Of the entries that follow, how many lines hold the string "black"? Write the number and nothing more.

-- Excerpts from a dataset --
● ● ●

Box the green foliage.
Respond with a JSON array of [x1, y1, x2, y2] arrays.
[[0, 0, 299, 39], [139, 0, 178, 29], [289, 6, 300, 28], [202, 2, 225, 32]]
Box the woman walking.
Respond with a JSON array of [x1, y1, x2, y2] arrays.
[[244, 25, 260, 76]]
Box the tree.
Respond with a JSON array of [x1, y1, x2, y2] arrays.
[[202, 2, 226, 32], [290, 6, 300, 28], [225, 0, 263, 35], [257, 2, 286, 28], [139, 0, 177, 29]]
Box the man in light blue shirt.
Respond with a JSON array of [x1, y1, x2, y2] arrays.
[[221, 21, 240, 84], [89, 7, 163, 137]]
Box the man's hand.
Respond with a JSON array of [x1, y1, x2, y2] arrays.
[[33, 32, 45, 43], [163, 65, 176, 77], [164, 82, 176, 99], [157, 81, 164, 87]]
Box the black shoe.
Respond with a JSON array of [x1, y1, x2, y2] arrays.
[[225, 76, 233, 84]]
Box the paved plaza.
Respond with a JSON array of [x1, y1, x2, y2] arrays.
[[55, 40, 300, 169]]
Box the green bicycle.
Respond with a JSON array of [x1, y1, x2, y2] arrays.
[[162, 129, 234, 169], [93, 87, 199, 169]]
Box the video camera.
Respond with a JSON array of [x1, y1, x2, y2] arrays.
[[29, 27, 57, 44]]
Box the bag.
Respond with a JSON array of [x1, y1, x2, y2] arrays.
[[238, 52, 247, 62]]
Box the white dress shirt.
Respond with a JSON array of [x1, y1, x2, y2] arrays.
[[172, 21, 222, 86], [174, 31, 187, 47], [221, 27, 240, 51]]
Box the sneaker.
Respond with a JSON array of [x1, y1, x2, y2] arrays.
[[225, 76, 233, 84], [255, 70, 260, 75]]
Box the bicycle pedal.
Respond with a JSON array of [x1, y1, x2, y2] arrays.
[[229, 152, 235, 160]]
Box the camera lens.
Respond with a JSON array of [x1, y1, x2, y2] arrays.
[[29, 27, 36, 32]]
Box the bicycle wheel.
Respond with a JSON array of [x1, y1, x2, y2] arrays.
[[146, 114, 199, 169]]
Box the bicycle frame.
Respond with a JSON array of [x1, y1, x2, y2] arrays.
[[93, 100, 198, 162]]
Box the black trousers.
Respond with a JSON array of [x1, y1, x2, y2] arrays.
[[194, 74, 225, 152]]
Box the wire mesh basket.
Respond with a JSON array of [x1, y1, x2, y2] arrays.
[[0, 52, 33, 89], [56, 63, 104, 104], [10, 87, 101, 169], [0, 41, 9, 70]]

● ● ●

-- ANSWER BOX --
2